→ **Task to complete**:
Please copy the stretch from the line containing "Provide the location of every instance of the scattered trash" through the end of the items, changing "rusty metal roofing" to "corroded metal roofing" and keeping everything else the same.
-- START Data to use --
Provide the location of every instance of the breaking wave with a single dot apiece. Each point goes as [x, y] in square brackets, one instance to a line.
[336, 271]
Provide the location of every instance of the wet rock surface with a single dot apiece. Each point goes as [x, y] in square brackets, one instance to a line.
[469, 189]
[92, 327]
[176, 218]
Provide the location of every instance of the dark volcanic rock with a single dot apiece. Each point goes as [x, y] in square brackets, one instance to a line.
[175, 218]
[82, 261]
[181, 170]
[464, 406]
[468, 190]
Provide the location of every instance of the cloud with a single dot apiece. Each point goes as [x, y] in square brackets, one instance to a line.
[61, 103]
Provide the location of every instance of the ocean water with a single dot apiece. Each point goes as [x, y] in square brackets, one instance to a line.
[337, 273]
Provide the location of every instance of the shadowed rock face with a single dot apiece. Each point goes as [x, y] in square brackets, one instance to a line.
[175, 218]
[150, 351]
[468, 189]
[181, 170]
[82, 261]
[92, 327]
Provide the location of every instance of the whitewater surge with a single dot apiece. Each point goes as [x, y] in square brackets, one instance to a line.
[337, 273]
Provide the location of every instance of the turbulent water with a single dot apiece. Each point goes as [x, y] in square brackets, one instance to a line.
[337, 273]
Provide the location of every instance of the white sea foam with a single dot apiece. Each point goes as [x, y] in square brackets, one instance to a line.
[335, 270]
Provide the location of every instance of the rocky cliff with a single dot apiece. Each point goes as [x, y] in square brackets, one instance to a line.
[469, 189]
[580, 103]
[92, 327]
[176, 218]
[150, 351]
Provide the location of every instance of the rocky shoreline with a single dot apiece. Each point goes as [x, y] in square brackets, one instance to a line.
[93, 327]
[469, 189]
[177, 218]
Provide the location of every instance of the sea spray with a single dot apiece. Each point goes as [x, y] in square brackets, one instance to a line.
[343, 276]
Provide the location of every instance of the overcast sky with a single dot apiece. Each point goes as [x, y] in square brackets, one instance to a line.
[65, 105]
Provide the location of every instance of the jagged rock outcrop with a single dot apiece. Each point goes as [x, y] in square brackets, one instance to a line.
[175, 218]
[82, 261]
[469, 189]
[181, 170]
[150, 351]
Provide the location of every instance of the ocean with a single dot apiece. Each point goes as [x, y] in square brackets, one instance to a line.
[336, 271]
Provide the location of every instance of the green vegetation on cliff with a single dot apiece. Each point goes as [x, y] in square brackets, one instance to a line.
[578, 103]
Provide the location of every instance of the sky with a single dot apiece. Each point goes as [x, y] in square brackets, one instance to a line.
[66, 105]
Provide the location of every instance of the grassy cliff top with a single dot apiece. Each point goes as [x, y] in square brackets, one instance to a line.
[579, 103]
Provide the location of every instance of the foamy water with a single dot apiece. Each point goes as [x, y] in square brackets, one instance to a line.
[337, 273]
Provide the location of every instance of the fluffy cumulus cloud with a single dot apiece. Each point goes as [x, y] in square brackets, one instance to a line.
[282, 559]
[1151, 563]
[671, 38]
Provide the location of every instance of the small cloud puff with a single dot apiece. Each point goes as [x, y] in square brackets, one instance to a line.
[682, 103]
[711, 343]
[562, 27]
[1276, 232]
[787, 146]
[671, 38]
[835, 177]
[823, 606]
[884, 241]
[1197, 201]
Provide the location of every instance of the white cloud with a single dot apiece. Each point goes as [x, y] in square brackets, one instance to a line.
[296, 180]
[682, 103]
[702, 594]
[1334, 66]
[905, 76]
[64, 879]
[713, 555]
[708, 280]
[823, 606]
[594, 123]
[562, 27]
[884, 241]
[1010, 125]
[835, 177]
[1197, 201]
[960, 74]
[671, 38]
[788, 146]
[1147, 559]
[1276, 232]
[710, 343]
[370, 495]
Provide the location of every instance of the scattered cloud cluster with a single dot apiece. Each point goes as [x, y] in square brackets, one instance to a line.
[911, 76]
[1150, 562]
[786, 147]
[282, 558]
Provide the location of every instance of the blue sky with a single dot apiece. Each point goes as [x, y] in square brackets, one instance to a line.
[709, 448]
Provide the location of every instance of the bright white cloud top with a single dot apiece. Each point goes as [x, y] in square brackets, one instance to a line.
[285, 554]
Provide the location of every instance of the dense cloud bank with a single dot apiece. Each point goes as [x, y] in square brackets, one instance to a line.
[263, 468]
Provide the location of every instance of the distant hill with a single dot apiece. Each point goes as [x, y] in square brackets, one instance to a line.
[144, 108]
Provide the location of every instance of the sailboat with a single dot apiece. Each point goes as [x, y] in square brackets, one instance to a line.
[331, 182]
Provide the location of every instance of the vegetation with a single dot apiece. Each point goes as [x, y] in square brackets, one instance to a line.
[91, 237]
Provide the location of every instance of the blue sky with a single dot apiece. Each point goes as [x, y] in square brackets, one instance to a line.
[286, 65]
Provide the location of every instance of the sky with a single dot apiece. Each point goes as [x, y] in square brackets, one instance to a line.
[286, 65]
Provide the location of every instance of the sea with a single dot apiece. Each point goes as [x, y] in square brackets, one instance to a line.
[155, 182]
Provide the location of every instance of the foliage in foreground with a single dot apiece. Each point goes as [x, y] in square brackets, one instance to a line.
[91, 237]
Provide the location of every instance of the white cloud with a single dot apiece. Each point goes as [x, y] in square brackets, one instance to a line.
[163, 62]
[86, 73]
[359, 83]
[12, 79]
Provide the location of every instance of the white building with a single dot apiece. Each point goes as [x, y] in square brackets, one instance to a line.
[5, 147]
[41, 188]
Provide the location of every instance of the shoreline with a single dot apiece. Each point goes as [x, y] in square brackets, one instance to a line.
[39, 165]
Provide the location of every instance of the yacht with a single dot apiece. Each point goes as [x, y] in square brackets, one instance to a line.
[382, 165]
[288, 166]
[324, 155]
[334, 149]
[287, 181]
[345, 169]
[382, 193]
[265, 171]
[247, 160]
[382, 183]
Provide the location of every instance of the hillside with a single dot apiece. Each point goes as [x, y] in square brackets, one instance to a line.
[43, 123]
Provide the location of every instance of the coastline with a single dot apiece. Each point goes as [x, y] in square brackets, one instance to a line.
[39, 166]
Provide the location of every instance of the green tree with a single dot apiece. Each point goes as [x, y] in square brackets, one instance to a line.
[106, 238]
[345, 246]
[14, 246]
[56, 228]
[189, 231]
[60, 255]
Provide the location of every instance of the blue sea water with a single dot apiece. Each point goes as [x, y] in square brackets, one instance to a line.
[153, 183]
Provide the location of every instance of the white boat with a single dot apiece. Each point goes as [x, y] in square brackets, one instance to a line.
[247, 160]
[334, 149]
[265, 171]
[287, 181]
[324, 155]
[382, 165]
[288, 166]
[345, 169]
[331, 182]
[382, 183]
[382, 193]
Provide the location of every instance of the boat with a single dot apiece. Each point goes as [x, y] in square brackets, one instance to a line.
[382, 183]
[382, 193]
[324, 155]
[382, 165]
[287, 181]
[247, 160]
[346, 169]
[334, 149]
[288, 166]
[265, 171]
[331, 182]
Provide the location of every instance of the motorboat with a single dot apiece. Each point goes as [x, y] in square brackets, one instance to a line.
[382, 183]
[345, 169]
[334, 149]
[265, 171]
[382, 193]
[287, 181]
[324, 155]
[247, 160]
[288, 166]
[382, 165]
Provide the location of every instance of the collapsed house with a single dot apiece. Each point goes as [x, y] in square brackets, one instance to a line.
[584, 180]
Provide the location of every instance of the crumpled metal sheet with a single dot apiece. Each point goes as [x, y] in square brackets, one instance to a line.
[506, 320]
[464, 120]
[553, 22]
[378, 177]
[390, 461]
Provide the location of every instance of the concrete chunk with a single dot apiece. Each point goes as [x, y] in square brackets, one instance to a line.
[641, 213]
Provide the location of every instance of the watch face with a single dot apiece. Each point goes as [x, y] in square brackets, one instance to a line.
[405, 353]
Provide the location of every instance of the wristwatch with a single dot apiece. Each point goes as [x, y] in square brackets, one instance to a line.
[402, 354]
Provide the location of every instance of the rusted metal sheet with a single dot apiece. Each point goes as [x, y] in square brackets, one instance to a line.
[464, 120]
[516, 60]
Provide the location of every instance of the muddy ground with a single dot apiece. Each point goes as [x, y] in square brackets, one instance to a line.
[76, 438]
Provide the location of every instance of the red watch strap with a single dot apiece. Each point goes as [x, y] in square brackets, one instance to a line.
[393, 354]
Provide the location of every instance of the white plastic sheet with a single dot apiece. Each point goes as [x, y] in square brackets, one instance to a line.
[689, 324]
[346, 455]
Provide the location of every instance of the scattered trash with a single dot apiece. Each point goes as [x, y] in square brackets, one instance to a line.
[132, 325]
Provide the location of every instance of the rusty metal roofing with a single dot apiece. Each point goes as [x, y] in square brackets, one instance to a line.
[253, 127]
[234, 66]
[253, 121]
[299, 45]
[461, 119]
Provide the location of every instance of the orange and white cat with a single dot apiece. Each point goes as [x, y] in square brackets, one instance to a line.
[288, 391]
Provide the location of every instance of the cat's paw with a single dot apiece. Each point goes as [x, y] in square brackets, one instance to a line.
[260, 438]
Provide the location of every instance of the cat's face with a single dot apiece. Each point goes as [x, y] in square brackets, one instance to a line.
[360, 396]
-- END Data to use --
→ **Output below**:
Provide the location of every instance of the scattered trash with a single dot apiece. Each point goes as [x, y] in square brackets, one instance to a line.
[132, 325]
Provide the location of every instance of the corroded metal roofing with a single dot apiece. Each point goes as [x, y] in square brackets, one instance to a line.
[253, 127]
[234, 66]
[253, 121]
[299, 45]
[461, 119]
Provide the location of every instance of the orange and white cat with a single dot apiece. Each point goes as [x, y] in square brackets, one instance to a line.
[288, 391]
Provide the location of every instance of the cat's paw with a single dot apiece. Each point goes as [x, y] in square brackets, one instance to a line.
[260, 438]
Provide the location of every instance of the cat's face with a single dot apiece. Each point goes as [x, y] in square brackets, one instance to a line.
[360, 396]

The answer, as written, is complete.